To be done → Copy out every row below word for word, leaving the pictures out.

Provided entries →
<<<<

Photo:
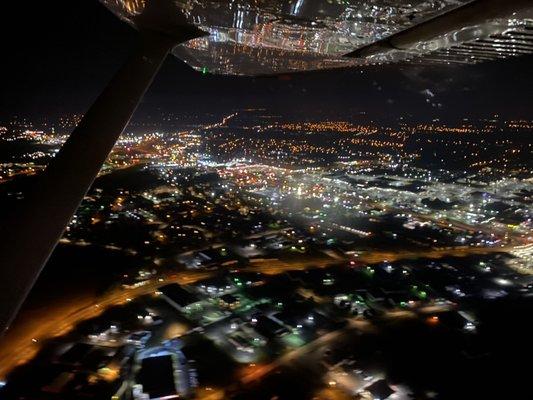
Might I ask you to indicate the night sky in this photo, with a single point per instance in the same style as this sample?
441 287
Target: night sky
58 55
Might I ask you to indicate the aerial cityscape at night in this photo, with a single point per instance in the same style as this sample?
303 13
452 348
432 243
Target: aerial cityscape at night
363 232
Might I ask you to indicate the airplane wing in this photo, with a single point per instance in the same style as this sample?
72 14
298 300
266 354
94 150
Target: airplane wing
265 37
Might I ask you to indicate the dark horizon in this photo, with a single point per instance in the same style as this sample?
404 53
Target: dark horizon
61 55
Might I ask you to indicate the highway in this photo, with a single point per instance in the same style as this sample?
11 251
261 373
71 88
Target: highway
23 341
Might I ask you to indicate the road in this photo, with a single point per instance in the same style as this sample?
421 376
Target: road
18 345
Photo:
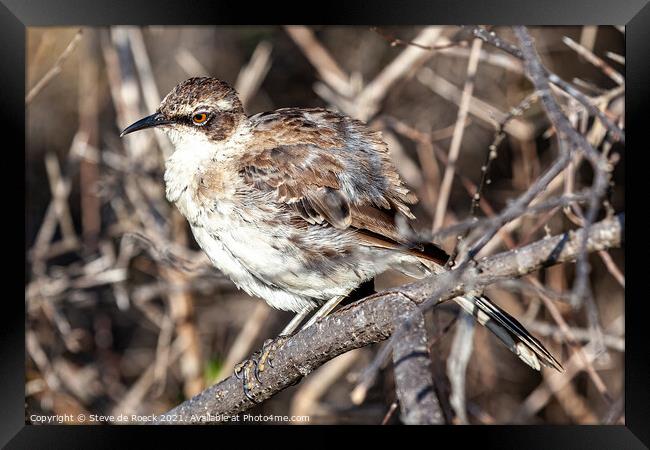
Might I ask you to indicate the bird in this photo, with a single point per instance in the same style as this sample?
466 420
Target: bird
299 207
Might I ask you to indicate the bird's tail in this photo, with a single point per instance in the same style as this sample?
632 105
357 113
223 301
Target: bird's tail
509 331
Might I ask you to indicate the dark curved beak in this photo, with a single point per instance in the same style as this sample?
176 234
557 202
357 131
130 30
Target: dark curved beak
153 120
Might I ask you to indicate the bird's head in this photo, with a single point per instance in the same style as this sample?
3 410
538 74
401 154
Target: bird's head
202 107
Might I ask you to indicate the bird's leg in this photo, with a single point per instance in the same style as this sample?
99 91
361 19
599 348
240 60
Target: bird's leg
246 370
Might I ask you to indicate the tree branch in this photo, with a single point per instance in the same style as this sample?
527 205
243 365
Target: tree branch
373 319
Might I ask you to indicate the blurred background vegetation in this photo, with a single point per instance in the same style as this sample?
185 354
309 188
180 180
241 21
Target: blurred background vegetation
116 325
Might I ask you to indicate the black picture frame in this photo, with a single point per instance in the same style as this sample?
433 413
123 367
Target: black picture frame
16 15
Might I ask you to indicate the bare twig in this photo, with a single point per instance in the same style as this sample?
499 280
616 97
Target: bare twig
454 149
372 320
55 70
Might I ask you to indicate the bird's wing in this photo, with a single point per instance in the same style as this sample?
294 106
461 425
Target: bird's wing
330 168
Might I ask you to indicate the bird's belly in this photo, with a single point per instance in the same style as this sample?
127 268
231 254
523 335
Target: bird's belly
268 264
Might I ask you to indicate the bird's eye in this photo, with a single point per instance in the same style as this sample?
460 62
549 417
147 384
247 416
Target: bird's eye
200 118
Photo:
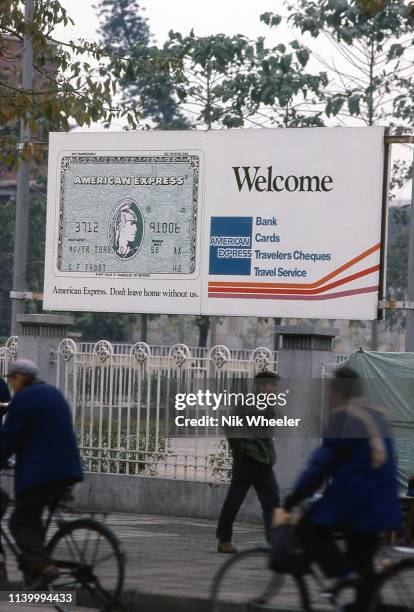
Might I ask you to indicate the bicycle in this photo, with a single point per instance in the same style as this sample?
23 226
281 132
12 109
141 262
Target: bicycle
254 587
86 552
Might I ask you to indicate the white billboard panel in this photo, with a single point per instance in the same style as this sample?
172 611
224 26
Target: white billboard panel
281 223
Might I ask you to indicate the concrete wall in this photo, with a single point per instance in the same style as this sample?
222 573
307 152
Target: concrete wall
143 495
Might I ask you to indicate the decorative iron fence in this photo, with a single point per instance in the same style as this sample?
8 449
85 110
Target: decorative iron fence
121 400
8 353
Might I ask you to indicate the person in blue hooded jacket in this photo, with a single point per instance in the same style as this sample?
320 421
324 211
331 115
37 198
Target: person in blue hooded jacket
38 430
361 497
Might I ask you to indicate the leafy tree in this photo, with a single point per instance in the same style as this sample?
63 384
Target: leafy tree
371 79
75 81
373 54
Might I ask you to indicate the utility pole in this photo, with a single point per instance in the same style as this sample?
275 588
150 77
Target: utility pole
409 333
23 184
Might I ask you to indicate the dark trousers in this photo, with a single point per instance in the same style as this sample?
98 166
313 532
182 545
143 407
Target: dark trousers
246 473
360 549
26 524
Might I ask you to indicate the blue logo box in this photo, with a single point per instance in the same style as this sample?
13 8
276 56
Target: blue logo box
231 246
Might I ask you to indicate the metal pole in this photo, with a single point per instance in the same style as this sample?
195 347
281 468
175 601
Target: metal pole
23 183
409 334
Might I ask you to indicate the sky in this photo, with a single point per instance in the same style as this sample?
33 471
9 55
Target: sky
210 17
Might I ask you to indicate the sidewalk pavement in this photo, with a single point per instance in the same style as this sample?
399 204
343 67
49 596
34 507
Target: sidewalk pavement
171 563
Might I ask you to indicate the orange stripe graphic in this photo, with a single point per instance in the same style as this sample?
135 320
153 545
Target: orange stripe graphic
346 266
270 291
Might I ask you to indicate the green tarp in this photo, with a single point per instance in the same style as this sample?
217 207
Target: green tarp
389 383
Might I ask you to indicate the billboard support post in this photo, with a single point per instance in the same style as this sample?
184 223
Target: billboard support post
409 334
21 232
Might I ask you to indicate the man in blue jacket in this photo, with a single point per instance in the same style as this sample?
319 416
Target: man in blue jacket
38 430
361 498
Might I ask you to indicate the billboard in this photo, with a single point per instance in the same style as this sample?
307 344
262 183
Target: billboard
267 222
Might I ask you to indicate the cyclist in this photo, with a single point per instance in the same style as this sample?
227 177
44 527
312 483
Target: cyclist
38 430
361 498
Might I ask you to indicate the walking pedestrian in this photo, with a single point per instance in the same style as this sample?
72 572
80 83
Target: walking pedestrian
253 461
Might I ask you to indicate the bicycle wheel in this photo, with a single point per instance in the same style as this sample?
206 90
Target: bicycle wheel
393 590
246 580
90 559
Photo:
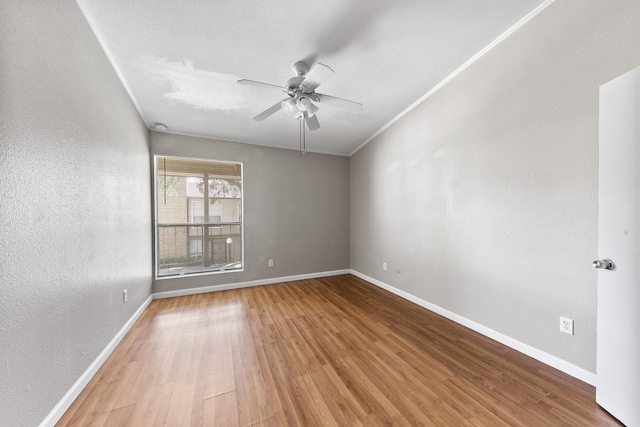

>>>>

Full response →
Photo:
Might I ask you to indicate the night sky in this photo, with a single point per instance in the same style as this sample?
441 287
Target: night sky
58 55
Might I ask you to indicate the aerial cityscape at night in this photo, with a single point per instance in the same style as this sample?
303 13
452 348
432 243
Target: aerial cityscape at night
363 232
Might I ask you to indicate the airplane wing in this photo, with a single point per instance in the same style as this sample?
72 14
298 300
266 354
94 150
Target: airplane wing
265 37
Might I ask you to indicate the dark horizon in this photo, with a single point per instance in the same style as this sample?
404 53
Target: dark horizon
61 55
Might I ask you to indicate the highway in this photo, with a single point per instance in the same style as this sample?
11 251
261 373
71 88
Target: highway
23 341
Might I ask you to indicate the road in this photo, with a single point per instance in the same style as this sample?
421 376
Target: road
18 345
Photo:
Might I ask you to indicate the bird in this photo, with a single point per instance in the same style as this sample?
466 420
Target: bird
299 207
Might I ask you to indicate the bird's tail in this photo, with a single point per instance in the same style as this sample?
632 105
357 113
223 301
Target: bird's tail
509 331
Might I ask you to indicate the dark curved beak in this photo, with a single point per instance in the same style as this sample?
176 234
557 202
357 131
130 30
Target: dark curved beak
153 120
Might I ask you to indicate the bird's head in this photo, with a single point per instance in the same style as this sample?
3 410
538 74
401 154
Target: bird's head
202 107
Might I ask you to indicate the bird's leg in this photo, with a single point per instance in the same style as this sample?
99 91
361 19
599 348
240 60
Target: bird's leg
246 370
Might I ask you to indicate the tree branch in this photo, with a single point per instance in the same style as this sample?
527 205
243 365
Target: tree branch
373 319
Might I ask you to indicate the blurred background vegetation in this photo, with a single point per instance in the same style as this sample?
185 354
309 188
180 180
241 21
Target: blurred background vegetation
116 325
Might I ask you to indicate the black picture frame in this photo, with a single point per instance in the same style as this sample?
433 413
123 367
Target: black picture frame
16 15
Might I ask you to indicate the bare twig in this photo, with a single point per instance in the same style as this sample?
499 280
616 97
Target: bare twig
454 149
372 320
55 70
Might I ask you to indicate the bird's wing in this photo, with a single point per instance in the same style as this sample?
294 106
461 425
Target: bird's wing
330 168
Might I ask you to indicate the bird's belly in this photo, with a single point per instance in the same style as this sample?
127 268
231 254
523 335
Target: bird's belly
268 264
Might I ask you to indicate the bird's eye in this photo, with a single point per instance in the same style as this sample?
460 62
549 417
147 384
247 416
Target: bird's eye
200 118
Photo:
Might I ask you to indicate the bicycle in this photo, with a single point per instance in the same style as this sample?
23 226
281 132
12 109
141 262
Target: bicycle
254 587
86 552
Might I ask you to indicate the white billboard panel in this photo, with a single point per instance in the same style as this sample?
172 611
224 26
Target: white billboard panel
281 223
Might I ask you to indicate the concrete wall in this photo, with a single point per instance in the same style as this sample?
222 573
307 152
Target: concrete wall
143 495
Might I ask you to indicate the decorative iron fence in this photo, with a single point per instance in the same style as this sample?
8 449
85 110
Target: decorative iron fence
121 400
8 353
Might I ask you to indicate the person in blue hooded jacket in this photo, with a single point per instance in the same style as this sample?
320 421
324 211
331 115
37 198
Target: person in blue hooded jacket
38 430
361 497
Might I ask you to indicate the leafy tree in this photo, with a single point per instance in the same style as this sample?
63 384
Target: leafy tree
371 79
75 81
373 54
Might I ask you to indicate the utility pole in this photo, with a single point per instance in the same style as this sample?
275 588
150 77
Target: utility pole
409 333
23 184
Might I ask you to indicate the dark trousers in this photo, with a single point per instance in the same style as this sample?
98 166
313 532
182 545
143 407
Target: dark trousers
246 473
360 549
26 524
Might I ask you to indicate the blue logo box in this photo, with a single point per instance in the same style as this sample?
13 8
276 56
Target: blue logo box
231 246
Might I ask you to indicate the metal pole in this photo, with a single point per instance in the same style as this sample?
195 347
281 468
175 601
Target: metal pole
23 183
409 334
Might I ask you to indicate the sky in this photo, with a single point per instance in the same style as this sample?
33 471
9 55
Target: sky
210 17
Might I ask you to indicate the sidewalk pavement in this photo, with a single point per instance in the same style as this sample?
399 204
343 67
49 596
34 507
Target: sidewalk pavement
171 563
Might I ask you to indicate the orange stripe graphic in this photo, with a single point per instance in the same style as this sample?
135 320
153 545
Target: orange stripe graphic
346 266
270 291
Might I ask you to indicate the green tarp in this photo, with a single point per instance in the same style as this sample?
217 207
Target: green tarp
389 383
Might I ask you to indicate the billboard support post in this photo, with a single point per instance in the same style as this sample?
184 223
Target: billboard support post
409 334
21 232
Might I ask you to indicate the man in blue jacket in this photo, with a single point per instance in the same style as this sample?
319 416
Target: man in blue jacket
38 430
361 498
Might I ask you to indicate the billboard in this photo, with a single point per instance in the same style as this sample?
307 344
262 183
Target: billboard
267 222
Might I ask you to indicate the cyclist in this photo, with a single point per instance in the same style as this sample?
227 177
44 527
312 483
Target: cyclist
38 430
361 498
Might I ask you to indicate the walking pedestrian in this photo, with a single point per instance in the same style as this sample?
72 572
80 83
Target: walking pedestrian
253 461
Might I ask you to indicate the bicycle wheel in this photo, with a single point per instance in the same style as this sample?
206 90
Target: bicycle wheel
393 590
246 580
90 559
Photo:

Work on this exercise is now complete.